* [Your tasks]:
a) Summarize the Micron excerpt in two sentences.
b) Decide whether each statement agrees with the Micron excerpt, answering yes or no and quoting the words of the excerpt that settle it: (i) Micron's debt relative to equity is now far below the sector median. (ii) The company's public filings show a major recent governance breakdown. (iii) Micron's latest earnings multiple is above the sector median.
c) Print the Micron excerpt from the words "Other risks include" up to and including the words "rebound in fundamentals.".

* [Selected excerpt]:
>> BEGIN

Its competitive advantages are real but narrow. They include deep process know-how, large-scale manufacturing, long customer relationships, and growing relevance in specialized memory for AI and data centers. Still, these advantages do not eliminate commodity pressure. The company’s success depends on executing technology transitions well, matching supply to demand, and protecting margins as rivals invest aggressively.
One clear positive is the balance sheet. Debt relative to equity has fallen sharply and now sits far below the sector median. That reduces financial stress if the cycle weakens again and gives Micron more room to continue investing during downturns.
Profitability has improved dramatically, but this is also a risk signal because margins in memory can be unusually high near a favorable part of the cycle and then reverse. The current gap versus the sector median is striking, which shows the strength of the rebound, but it also argues for caution when assuming these margins represent a normal baseline.
Other risks include export controls and geopolitical tension, especially because memory supply chains and end demand are globally interconnected. Customer concentration in large cloud and device makers can also create quarterly swings. No major recent scandal or governance breakdown stands out in the company’s public filings, but execution risk remains high because product timing, yield improvements, and capex discipline all have outsized effects on results.
Valuation
Micron’s valuation is best understood through the cycle. On current earnings, the stock does not look especially expensive relative to much of the technology sector. The latest earnings multiple sits below the sector median, and cash-flow-based measures also appear constructive. That suggests the market is not assigning an extreme premium despite the powerful rebound in fundamentals.

>> END

* [Collected material]:
>> BEGIN

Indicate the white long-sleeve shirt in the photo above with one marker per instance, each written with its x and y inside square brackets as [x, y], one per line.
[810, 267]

>> END

* [Completed exercise]:
a) Micron has real but narrow competitive advantages, a balance sheet with debt relative to equity far below the sector median, and sharply improved profitability that may not represent a normal baseline, alongside risks from export controls, customer concentration and execution. On current earnings the stock does not look especially expensive, with its earnings multiple below the sector median, suggesting the market is not assigning an extreme premium despite the rebound.

b)
(i) Yes: "Debt relative to equity has fallen sharply and now sits far below the sector median."
(ii) No: "No major recent scandal or governance breakdown stands out in the company’s public filings"
(iii) No: "The latest earnings multiple sits below the sector median"

c)
Other risks include export controls and geopolitical tension, especially because memory supply chains and end demand are globally interconnected. Customer concentration in large cloud and device makers can also create quarterly swings. No major recent scandal or governance breakdown stands out in the company’s public filings, but execution risk remains high because product timing, yield improvements, and capex discipline all have outsized effects on results.
Valuation
Micron’s valuation is best understood through the cycle. On current earnings, the stock does not look especially expensive relative to much of the technology sector. The latest earnings multiple sits below the sector median, and cash-flow-based measures also appear constructive. That suggests the market is not assigning an extreme premium despite the powerful rebound in fundamentals.